[[ LISTED RECORDS, beginning ]]
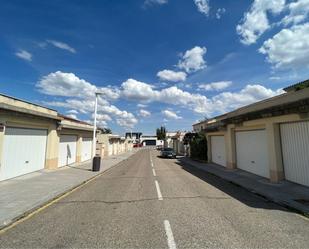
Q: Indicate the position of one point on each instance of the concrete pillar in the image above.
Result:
(52, 148)
(274, 152)
(79, 149)
(230, 147)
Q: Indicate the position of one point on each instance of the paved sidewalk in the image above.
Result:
(21, 195)
(288, 194)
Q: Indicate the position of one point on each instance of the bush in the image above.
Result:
(198, 147)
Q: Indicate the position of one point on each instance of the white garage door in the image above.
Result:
(23, 151)
(86, 148)
(295, 151)
(218, 150)
(251, 152)
(67, 150)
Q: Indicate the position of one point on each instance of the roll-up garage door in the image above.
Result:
(218, 150)
(67, 150)
(251, 152)
(23, 151)
(86, 149)
(295, 151)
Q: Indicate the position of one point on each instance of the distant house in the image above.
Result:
(269, 138)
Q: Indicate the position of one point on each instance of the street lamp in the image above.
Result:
(94, 140)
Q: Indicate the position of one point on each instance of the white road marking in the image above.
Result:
(169, 233)
(158, 191)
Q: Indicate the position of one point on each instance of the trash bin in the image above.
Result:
(96, 163)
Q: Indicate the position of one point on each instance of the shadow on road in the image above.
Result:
(246, 197)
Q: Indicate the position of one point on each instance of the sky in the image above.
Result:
(155, 62)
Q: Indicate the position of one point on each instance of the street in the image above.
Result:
(149, 202)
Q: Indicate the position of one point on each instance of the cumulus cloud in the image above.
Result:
(170, 114)
(289, 48)
(72, 111)
(148, 3)
(72, 116)
(193, 59)
(299, 11)
(61, 45)
(144, 113)
(228, 101)
(220, 12)
(215, 86)
(23, 54)
(255, 22)
(173, 76)
(65, 84)
(80, 96)
(202, 6)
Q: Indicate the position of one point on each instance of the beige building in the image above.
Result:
(178, 143)
(269, 138)
(33, 137)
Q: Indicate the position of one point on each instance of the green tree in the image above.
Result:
(161, 133)
(198, 146)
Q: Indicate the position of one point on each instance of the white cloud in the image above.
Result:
(173, 76)
(65, 84)
(220, 12)
(228, 101)
(289, 48)
(193, 60)
(141, 105)
(25, 55)
(154, 2)
(81, 95)
(62, 45)
(299, 11)
(144, 113)
(72, 111)
(215, 86)
(170, 114)
(202, 6)
(255, 22)
(140, 91)
(72, 116)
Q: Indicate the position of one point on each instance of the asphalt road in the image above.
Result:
(185, 208)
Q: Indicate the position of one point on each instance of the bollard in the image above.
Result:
(96, 163)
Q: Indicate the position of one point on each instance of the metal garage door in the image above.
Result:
(23, 151)
(295, 151)
(67, 150)
(218, 150)
(86, 148)
(251, 152)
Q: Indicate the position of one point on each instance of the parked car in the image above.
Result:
(168, 153)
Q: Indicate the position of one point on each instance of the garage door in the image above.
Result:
(218, 150)
(251, 152)
(67, 150)
(295, 151)
(86, 149)
(23, 151)
(150, 142)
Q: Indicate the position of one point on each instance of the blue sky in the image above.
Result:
(169, 62)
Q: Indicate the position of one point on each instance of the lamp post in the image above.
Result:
(94, 140)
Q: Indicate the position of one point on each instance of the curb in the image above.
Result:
(40, 207)
(286, 204)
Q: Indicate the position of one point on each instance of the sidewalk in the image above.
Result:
(21, 195)
(287, 194)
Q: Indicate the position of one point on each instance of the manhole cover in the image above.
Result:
(303, 201)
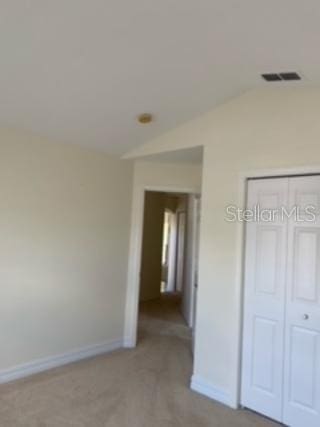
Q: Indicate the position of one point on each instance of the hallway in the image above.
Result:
(144, 387)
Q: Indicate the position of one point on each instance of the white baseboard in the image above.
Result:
(129, 343)
(206, 388)
(47, 363)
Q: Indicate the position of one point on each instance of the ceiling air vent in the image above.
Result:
(271, 77)
(278, 77)
(290, 76)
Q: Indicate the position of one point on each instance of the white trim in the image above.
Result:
(206, 388)
(44, 364)
(240, 244)
(133, 274)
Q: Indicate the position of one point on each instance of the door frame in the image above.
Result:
(134, 262)
(240, 251)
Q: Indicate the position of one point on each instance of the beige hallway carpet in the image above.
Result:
(144, 387)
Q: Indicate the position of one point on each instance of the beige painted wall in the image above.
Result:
(150, 278)
(263, 129)
(64, 230)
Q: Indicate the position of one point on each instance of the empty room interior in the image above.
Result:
(159, 213)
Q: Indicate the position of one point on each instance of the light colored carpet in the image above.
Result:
(144, 387)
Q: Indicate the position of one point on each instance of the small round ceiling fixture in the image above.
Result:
(145, 118)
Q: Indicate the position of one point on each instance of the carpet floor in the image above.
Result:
(144, 387)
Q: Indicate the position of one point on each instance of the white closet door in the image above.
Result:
(302, 360)
(263, 337)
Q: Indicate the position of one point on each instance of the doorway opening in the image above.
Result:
(168, 269)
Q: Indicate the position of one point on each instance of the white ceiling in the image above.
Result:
(80, 71)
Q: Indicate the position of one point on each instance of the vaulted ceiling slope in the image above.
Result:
(80, 71)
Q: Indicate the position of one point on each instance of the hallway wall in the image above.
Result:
(150, 278)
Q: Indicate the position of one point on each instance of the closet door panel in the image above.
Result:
(302, 332)
(263, 333)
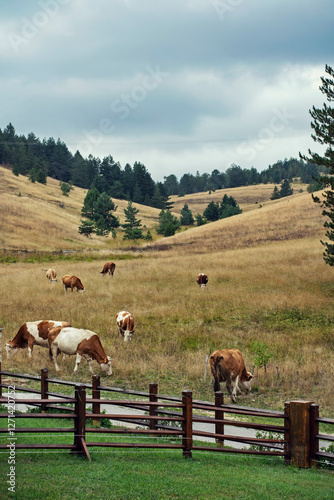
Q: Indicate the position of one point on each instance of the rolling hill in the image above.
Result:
(39, 217)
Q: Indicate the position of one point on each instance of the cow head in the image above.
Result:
(10, 349)
(127, 335)
(106, 366)
(247, 382)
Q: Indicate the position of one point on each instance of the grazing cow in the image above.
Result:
(71, 282)
(31, 333)
(109, 267)
(125, 324)
(51, 275)
(83, 343)
(202, 280)
(227, 365)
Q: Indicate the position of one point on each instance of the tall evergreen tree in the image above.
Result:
(323, 126)
(132, 225)
(168, 223)
(186, 218)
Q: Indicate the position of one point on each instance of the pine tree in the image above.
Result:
(86, 228)
(211, 212)
(275, 194)
(187, 218)
(132, 225)
(323, 126)
(168, 223)
(286, 189)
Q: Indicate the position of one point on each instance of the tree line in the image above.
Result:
(38, 159)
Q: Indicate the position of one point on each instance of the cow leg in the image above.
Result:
(235, 386)
(216, 386)
(89, 361)
(54, 349)
(77, 362)
(230, 388)
(30, 346)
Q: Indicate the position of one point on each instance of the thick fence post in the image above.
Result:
(219, 415)
(314, 431)
(153, 399)
(300, 433)
(287, 437)
(44, 388)
(187, 424)
(96, 394)
(80, 420)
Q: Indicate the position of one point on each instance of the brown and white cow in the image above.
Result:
(32, 333)
(126, 324)
(51, 275)
(109, 267)
(72, 282)
(202, 280)
(227, 365)
(83, 343)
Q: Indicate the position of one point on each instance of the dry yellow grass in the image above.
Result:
(267, 282)
(37, 216)
(247, 197)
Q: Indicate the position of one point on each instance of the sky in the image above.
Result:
(178, 85)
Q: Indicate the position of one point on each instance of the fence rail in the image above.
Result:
(163, 416)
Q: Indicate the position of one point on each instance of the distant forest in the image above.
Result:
(38, 159)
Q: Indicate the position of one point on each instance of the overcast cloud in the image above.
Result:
(178, 85)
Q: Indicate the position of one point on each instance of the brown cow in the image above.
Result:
(71, 282)
(31, 333)
(227, 365)
(109, 267)
(83, 343)
(125, 324)
(51, 275)
(202, 280)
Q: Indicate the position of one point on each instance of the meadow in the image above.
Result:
(268, 289)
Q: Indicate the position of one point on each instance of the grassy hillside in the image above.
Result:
(268, 286)
(37, 216)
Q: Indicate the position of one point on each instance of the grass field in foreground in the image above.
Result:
(147, 474)
(161, 475)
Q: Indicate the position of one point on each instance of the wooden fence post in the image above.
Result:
(219, 415)
(44, 388)
(96, 394)
(287, 437)
(314, 430)
(187, 425)
(300, 433)
(80, 420)
(152, 410)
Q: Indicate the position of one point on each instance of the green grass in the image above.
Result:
(139, 474)
(146, 474)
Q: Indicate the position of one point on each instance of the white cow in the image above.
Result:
(83, 343)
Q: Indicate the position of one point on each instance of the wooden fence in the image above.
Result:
(296, 438)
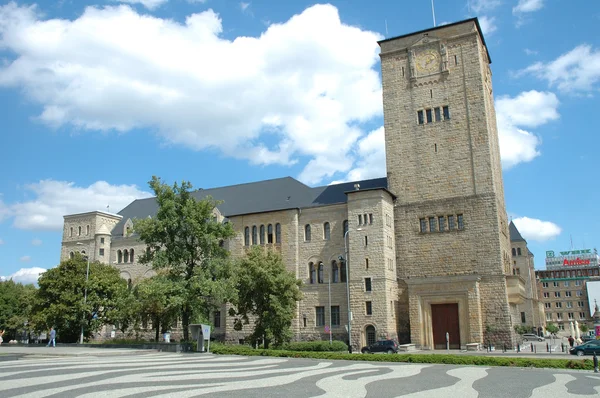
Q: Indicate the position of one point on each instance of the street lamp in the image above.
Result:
(87, 276)
(348, 289)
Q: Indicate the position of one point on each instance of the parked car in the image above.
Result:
(532, 337)
(388, 346)
(587, 348)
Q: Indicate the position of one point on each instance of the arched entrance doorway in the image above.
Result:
(370, 335)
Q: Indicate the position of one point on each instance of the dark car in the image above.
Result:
(388, 346)
(588, 348)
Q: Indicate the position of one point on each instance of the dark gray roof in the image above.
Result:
(515, 235)
(258, 197)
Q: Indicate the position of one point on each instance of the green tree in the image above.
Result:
(60, 297)
(186, 240)
(551, 328)
(16, 301)
(267, 291)
(160, 300)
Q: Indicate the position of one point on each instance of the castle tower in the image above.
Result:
(443, 164)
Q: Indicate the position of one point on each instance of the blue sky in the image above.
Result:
(98, 96)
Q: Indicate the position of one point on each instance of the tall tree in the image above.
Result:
(185, 240)
(60, 298)
(160, 299)
(267, 292)
(16, 301)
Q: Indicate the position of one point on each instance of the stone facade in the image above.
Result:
(443, 163)
(443, 172)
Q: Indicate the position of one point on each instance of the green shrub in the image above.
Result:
(520, 362)
(314, 346)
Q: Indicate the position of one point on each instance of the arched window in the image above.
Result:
(335, 272)
(321, 271)
(277, 233)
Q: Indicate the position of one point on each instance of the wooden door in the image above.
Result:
(444, 319)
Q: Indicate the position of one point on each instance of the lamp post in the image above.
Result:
(87, 276)
(348, 289)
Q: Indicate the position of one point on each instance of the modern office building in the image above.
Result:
(563, 286)
(428, 247)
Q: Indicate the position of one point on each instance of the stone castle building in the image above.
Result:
(427, 248)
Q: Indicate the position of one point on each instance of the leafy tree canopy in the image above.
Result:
(15, 307)
(269, 293)
(60, 297)
(185, 240)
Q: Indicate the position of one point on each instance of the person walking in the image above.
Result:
(52, 338)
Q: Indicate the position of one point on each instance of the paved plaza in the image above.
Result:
(93, 372)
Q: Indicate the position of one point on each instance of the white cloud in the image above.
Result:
(25, 276)
(538, 230)
(479, 6)
(54, 199)
(577, 70)
(525, 6)
(307, 84)
(149, 4)
(528, 109)
(488, 25)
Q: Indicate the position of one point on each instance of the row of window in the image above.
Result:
(125, 256)
(567, 294)
(569, 304)
(87, 231)
(557, 283)
(258, 234)
(559, 316)
(438, 114)
(337, 272)
(441, 223)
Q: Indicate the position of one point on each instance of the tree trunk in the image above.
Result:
(157, 328)
(185, 322)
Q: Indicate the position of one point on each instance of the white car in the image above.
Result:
(532, 337)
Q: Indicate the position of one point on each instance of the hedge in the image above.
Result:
(586, 364)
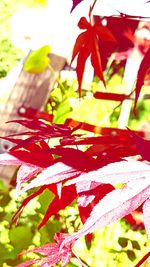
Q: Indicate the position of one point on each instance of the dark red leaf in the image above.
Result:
(25, 202)
(96, 60)
(53, 253)
(75, 3)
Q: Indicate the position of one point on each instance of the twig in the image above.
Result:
(143, 260)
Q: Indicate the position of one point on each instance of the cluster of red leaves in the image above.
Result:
(87, 45)
(89, 177)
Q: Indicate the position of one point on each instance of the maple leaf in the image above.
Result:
(59, 203)
(143, 145)
(144, 66)
(75, 3)
(41, 130)
(119, 202)
(87, 44)
(53, 253)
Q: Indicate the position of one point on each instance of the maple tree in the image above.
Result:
(88, 177)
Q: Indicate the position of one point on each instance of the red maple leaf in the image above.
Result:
(144, 67)
(75, 3)
(53, 253)
(87, 44)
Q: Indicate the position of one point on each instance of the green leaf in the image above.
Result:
(38, 60)
(20, 237)
(44, 199)
(123, 242)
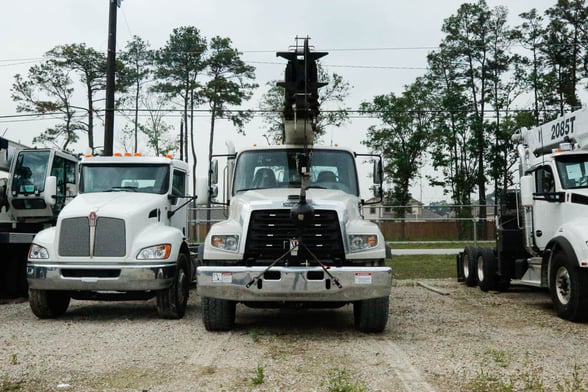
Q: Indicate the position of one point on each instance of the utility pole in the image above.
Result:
(110, 78)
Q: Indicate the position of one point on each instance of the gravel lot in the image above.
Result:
(461, 339)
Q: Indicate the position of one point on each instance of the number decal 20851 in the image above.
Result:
(562, 128)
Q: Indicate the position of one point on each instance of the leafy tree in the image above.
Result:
(178, 65)
(565, 38)
(90, 65)
(474, 42)
(48, 89)
(452, 141)
(138, 59)
(405, 124)
(229, 85)
(533, 71)
(331, 100)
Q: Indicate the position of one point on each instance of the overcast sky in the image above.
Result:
(378, 46)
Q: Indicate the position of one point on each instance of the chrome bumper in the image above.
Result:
(294, 283)
(102, 277)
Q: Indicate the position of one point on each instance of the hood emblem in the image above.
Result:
(92, 219)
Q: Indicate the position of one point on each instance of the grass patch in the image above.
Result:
(423, 266)
(340, 380)
(259, 377)
(438, 244)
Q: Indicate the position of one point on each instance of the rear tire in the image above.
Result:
(469, 265)
(172, 302)
(371, 315)
(486, 269)
(48, 304)
(218, 314)
(568, 288)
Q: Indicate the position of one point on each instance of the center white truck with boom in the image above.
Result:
(295, 234)
(542, 229)
(122, 237)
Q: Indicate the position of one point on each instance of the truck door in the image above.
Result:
(180, 218)
(547, 208)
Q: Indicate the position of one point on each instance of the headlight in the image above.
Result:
(156, 252)
(38, 252)
(226, 242)
(362, 242)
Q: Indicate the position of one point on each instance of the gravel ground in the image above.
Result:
(459, 339)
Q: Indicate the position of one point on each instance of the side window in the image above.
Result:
(544, 180)
(179, 183)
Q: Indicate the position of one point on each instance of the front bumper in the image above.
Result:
(101, 277)
(294, 283)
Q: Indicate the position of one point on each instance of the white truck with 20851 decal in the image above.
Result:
(295, 234)
(122, 237)
(542, 228)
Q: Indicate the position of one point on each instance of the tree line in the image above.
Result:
(485, 80)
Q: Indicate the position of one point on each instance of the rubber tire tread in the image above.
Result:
(218, 314)
(471, 258)
(48, 304)
(169, 306)
(577, 309)
(489, 267)
(371, 315)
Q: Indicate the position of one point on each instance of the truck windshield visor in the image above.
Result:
(265, 169)
(125, 178)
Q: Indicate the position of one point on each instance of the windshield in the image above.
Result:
(121, 178)
(573, 171)
(265, 169)
(30, 171)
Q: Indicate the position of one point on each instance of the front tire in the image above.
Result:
(371, 315)
(568, 288)
(218, 314)
(469, 265)
(172, 302)
(48, 304)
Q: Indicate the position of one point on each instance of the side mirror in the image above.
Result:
(527, 190)
(201, 191)
(378, 172)
(213, 172)
(50, 190)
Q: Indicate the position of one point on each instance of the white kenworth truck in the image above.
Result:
(38, 183)
(122, 237)
(295, 235)
(542, 229)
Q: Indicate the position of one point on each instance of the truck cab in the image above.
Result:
(261, 256)
(122, 237)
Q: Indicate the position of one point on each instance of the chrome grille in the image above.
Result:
(270, 232)
(109, 238)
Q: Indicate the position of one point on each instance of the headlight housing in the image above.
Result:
(359, 242)
(155, 252)
(228, 242)
(38, 252)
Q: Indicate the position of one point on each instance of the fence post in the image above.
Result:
(475, 219)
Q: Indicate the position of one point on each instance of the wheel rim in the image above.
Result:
(181, 289)
(563, 285)
(480, 269)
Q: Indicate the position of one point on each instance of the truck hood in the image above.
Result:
(347, 205)
(113, 204)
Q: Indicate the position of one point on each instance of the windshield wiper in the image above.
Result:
(122, 189)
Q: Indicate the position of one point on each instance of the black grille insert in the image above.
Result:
(270, 233)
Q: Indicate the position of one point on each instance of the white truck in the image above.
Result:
(542, 228)
(295, 234)
(122, 237)
(38, 183)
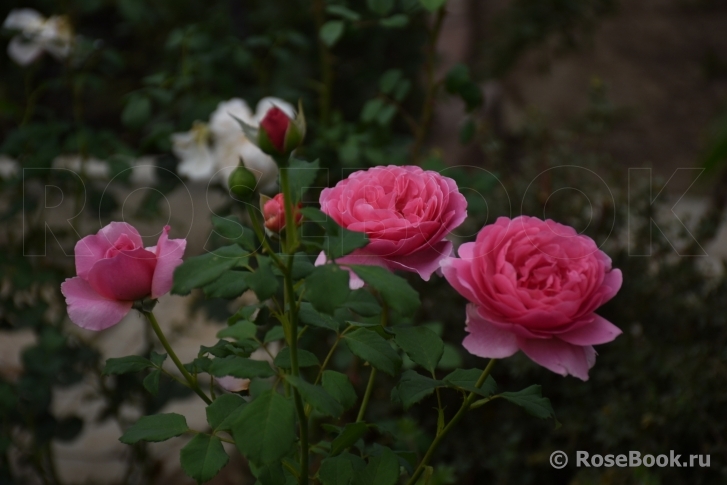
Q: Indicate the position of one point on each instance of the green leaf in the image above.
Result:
(339, 386)
(350, 434)
(340, 241)
(397, 21)
(371, 347)
(451, 358)
(275, 333)
(457, 78)
(343, 12)
(364, 303)
(380, 7)
(371, 109)
(302, 266)
(532, 401)
(413, 387)
(331, 31)
(421, 345)
(471, 94)
(326, 288)
(309, 316)
(467, 131)
(466, 379)
(224, 411)
(262, 281)
(432, 5)
(265, 430)
(274, 474)
(316, 396)
(381, 470)
(336, 471)
(240, 367)
(151, 382)
(157, 427)
(157, 359)
(230, 228)
(388, 80)
(402, 90)
(242, 330)
(203, 457)
(386, 114)
(201, 270)
(305, 359)
(229, 285)
(302, 174)
(395, 290)
(124, 365)
(136, 112)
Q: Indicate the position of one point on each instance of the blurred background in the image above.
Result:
(606, 115)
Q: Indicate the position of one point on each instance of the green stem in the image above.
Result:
(326, 61)
(292, 307)
(165, 343)
(291, 232)
(372, 376)
(367, 395)
(455, 419)
(260, 233)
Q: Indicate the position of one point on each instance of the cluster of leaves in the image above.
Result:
(375, 324)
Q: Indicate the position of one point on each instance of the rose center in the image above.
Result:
(123, 243)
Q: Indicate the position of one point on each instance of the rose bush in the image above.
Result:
(406, 212)
(534, 286)
(114, 269)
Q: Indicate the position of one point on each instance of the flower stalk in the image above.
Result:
(191, 381)
(455, 419)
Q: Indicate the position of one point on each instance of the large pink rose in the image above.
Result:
(534, 286)
(406, 212)
(114, 269)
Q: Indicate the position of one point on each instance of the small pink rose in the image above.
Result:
(274, 213)
(114, 269)
(275, 124)
(406, 212)
(534, 286)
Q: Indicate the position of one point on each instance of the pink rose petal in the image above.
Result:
(88, 309)
(560, 357)
(169, 254)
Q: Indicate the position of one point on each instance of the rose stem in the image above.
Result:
(455, 419)
(372, 376)
(165, 343)
(291, 304)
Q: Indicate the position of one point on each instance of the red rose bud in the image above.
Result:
(274, 213)
(279, 134)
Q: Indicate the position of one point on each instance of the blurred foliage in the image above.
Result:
(145, 70)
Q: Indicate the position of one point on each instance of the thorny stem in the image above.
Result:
(455, 419)
(165, 343)
(431, 88)
(326, 60)
(372, 376)
(292, 308)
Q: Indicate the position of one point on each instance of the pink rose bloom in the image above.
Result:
(405, 211)
(534, 286)
(274, 213)
(114, 270)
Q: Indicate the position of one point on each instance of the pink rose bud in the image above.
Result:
(274, 213)
(114, 269)
(534, 286)
(279, 134)
(406, 212)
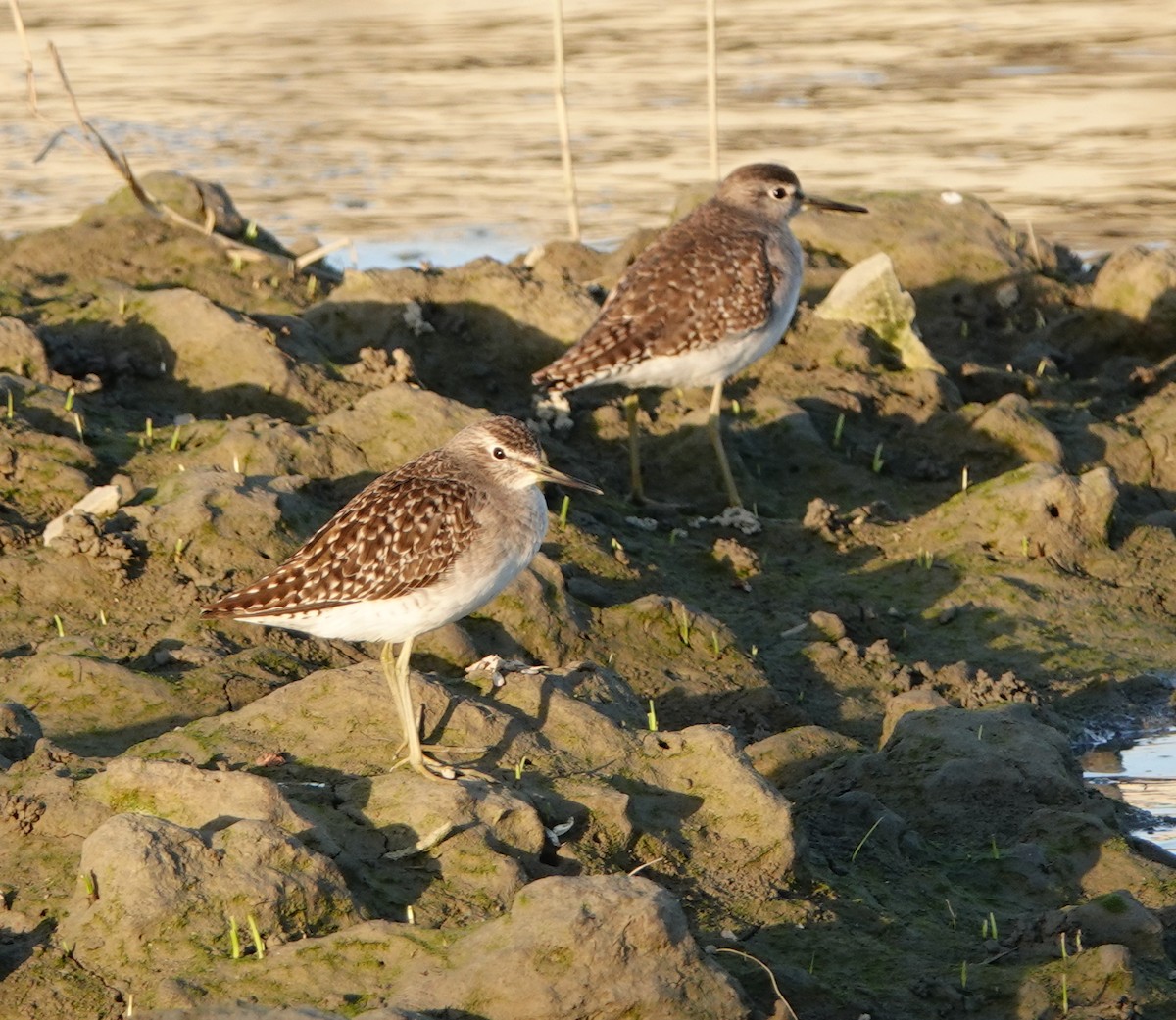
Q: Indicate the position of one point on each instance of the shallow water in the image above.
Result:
(1146, 774)
(430, 127)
[[ LISTED RECORDS, end ]]
Return only the lines running from the top of the data to the line that holds "cumulus cloud in the image above.". Include both of those lines, but skip the pictures.

**EXPECTED OUTPUT**
Q: Indicate the position of one point on each instance of the concrete pillar in the image above.
Result:
(52, 148)
(274, 152)
(79, 149)
(230, 147)
Q: Indicate the position of one point on each instance of the paved sidewalk in the image above.
Result:
(21, 195)
(288, 194)
Q: Indicate the position of one point on each instance of the bush in the image above.
Result:
(198, 147)
Q: Indicate the position of one point on each instance of the white garage door in the image above.
Result:
(23, 151)
(86, 148)
(295, 151)
(218, 150)
(251, 152)
(67, 150)
Q: Indicate the position of one point on each instance of the roll-up garage door in the image above.
Result:
(218, 150)
(67, 150)
(251, 152)
(23, 151)
(86, 149)
(295, 151)
Q: Indicate the position of one point on each instance of the distant house in the image above.
Result:
(269, 138)
Q: Indicate the position of one point on each instance of the street lamp in the image above.
Result:
(94, 140)
Q: Indicate the position of one point on each instance of the white road marking in the image above.
Result:
(169, 233)
(158, 191)
Q: Indicate the position of one point on each instance of the trash bin in the image above.
Result:
(96, 163)
Q: Indicate the position of one point on each instance of the shadow on road in the image above.
Result:
(246, 197)
Q: Indicate the position of one point on each instance of the sky in the image above.
Result:
(155, 62)
Q: Indicate the position of one point on each instance of the street in the image above.
Result:
(149, 202)
Q: Indicate the position of one point on each instance of the cumulus cloud in the image above.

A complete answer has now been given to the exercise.